====== MATERIAL TO PROCESS ======
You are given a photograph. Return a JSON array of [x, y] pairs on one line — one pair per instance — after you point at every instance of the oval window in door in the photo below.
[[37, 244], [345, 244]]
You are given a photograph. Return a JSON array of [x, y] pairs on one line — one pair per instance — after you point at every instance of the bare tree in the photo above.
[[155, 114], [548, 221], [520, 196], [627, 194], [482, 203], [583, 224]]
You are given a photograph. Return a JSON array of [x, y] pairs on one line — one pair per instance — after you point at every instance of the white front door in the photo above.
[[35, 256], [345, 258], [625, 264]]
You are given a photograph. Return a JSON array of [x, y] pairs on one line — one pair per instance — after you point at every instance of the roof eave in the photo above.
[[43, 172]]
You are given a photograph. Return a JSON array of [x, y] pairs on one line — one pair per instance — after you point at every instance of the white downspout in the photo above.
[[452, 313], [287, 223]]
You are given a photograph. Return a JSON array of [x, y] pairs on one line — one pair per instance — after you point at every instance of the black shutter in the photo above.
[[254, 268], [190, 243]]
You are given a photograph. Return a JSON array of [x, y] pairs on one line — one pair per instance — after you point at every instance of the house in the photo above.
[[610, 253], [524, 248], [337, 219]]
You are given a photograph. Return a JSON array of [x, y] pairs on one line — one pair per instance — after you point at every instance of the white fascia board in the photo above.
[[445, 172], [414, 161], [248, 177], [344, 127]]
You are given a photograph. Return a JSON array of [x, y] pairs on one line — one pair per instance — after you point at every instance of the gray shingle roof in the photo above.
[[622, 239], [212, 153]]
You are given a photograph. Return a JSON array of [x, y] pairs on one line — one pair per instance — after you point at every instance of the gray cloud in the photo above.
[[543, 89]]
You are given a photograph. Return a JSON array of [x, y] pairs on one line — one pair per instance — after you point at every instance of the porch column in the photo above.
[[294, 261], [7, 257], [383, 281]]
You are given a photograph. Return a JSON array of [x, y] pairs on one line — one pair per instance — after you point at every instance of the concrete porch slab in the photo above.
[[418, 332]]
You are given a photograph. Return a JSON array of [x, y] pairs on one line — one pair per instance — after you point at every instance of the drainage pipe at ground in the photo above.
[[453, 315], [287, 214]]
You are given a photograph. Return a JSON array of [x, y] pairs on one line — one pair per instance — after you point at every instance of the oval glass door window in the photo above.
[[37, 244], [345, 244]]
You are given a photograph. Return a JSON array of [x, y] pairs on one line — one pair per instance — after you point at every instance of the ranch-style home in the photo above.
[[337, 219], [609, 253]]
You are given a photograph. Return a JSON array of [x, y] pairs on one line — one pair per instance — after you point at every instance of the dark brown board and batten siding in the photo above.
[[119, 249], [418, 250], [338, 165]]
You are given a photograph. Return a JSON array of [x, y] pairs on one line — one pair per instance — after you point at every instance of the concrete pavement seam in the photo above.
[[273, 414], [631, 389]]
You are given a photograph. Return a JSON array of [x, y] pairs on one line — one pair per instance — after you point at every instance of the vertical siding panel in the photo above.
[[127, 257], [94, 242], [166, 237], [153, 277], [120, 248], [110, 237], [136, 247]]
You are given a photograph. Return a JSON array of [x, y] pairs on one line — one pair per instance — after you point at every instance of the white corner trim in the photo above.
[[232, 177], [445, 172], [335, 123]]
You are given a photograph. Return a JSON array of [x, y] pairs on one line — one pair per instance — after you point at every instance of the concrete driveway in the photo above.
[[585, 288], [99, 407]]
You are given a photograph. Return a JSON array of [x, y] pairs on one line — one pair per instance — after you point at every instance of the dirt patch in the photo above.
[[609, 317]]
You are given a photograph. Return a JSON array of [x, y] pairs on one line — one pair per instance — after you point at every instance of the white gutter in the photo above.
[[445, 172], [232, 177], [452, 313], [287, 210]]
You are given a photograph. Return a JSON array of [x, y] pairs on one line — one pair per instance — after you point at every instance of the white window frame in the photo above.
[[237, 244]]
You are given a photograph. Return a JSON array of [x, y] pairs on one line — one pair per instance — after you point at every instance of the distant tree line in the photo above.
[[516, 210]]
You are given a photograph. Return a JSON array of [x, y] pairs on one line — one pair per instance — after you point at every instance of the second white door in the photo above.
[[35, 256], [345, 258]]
======
▶ [TASK REQUIREMENTS]
Each entry needs to be copied out exactly.

▶ [RESPONSE FOR THIS EXERCISE]
You are given a photograph. Return a JSON array of [x, y] pairs on one line — one pair per instance — after you point at every instance of the oval window in door in the photo below.
[[37, 244], [345, 244]]
You are given a photograph. Return a JSON array of [x, y] pairs on one line — one pair per instance — after you point at every instance of the bare tree in the photo above.
[[155, 114], [548, 221], [520, 196], [627, 194], [482, 203], [583, 224]]
You are given a photograph. Return a JSON array of [x, y] pairs on one line — one pair per instance — after you point at every instance of the white front door in the photo above.
[[35, 256], [345, 258], [625, 264]]
You are given a photograph. Return a JSON array of [x, y] pairs on one line — one pair per instance — after you point at every instance of the roof eave in the photo above.
[[43, 172]]
You are given a photograph. Return a JSON array of [x, y] pairs on one line — one pair per instance — after you point at every instance of the white downspout in the photo above.
[[452, 313], [287, 223]]
You are given a photograph. Return a JSON array of [x, y] pairs on one line — one pair per instance — after you point at every instance of the black shutter in the photo above.
[[254, 268], [190, 243]]
You are given a photograph. Return a JSON array of [x, y] pairs on one line — one pair per instance — after you point at every instance of the house in the photo above.
[[610, 253], [524, 248], [337, 219]]
You are given a photograph. Return a JSON array of [x, y] pairs on one line — one pair per instance — after you point at every instance of the white fascia board in the photo above.
[[445, 172], [414, 161], [248, 177], [344, 127]]
You are given a photograph. Return a JSON array of [x, y] pairs on one line — one pair per instance — after you point at every instance of the gray shingle roof in the photo above.
[[622, 239], [212, 153]]
You are given a photograph. Return a JSON array of [x, y] pairs on one line — one pair per instance — after you point at every instance of the gray cloud in the photo above.
[[543, 89]]
You are given a photograph. Return a JSON array of [x, y] pairs on one line — one pair per instance — after you point at every instance of the porch column in the photo above.
[[294, 261], [7, 257], [383, 281]]
You are given a photograph. Return a JSON array of [x, y] pairs on one line — one pair per instance — after you point at every instance of the concrete porch slab in the photo above.
[[418, 332]]
You are given a photograph. Return a JSON array of [x, y] pairs on one line — one pair per instance — after you point at every instance of the drainage pipe at ground in the photo above.
[[453, 315], [287, 214]]
You are given a photograph. Return a JSON array of [x, y] pairs on one line — one pair per instance — after you point at every instance of the oval glass door window in the photo above.
[[37, 244], [345, 244]]
You are given a photograph. Return a JSON array of [x, y] pairs on one line — one pair per instance — after you point at every instance of the ranch-style home in the photo above.
[[337, 219], [609, 253]]
You are given a photograph. Return a JSON array of [x, y] pairs on one line — one pair per instance — after you point at every instance of the dark brown board and batten siding in the photo above.
[[119, 249], [418, 250], [338, 165]]
You are given a photograph. Return a JSON array of [x, y] pairs on one line — one pair per instance — after you point at every instance of the concrete pavement seam in the photo above.
[[273, 414], [631, 389]]
You are given a photograph. Return a JSON array of [x, y] pairs on one line — one pair per instance — after you point at every instance of the vertical siding panel in the photo above.
[[127, 257], [94, 242], [166, 237], [153, 277], [120, 248], [110, 237], [136, 247]]
You are given a photograph. Return a JSON array of [x, y] pairs on one line — one pair per instance — after you point at every instance of the white corner trim in the photo above.
[[232, 177], [445, 172], [335, 123]]
You are given a photograph. Return a JSON array of [x, y] pairs on one line — one pair per instance — after you point at every instance of the concrete driveway in the photo above.
[[585, 288], [99, 407]]
You are given a photograph. Return a JSON array of [x, y] pairs on one line — one pair per instance — after you point at every instance of the dirt patch in the photo above.
[[609, 317]]
You are given a photograph. Return a JSON array of [x, y] pairs on one line — one pair per instance — after you point at every instance of the white gutter in the photo above.
[[445, 172], [232, 177], [452, 313], [287, 210]]
You are given a photograph. Return a JSON array of [x, y] pairs on one line — one pair per instance — after you point at every instance of the white window frame in the photo above.
[[237, 244]]
You are given a photograph. Return a JSON array of [x, y] pairs on one line — one pair per instance — after you point at every instance of the distant tree line in the photo above.
[[516, 210]]
You are given a photograph. Return a JSON array of [x, y] pairs on one line — one pair per instance — after you point at every instance of the second white door in the photo above.
[[35, 256], [345, 258]]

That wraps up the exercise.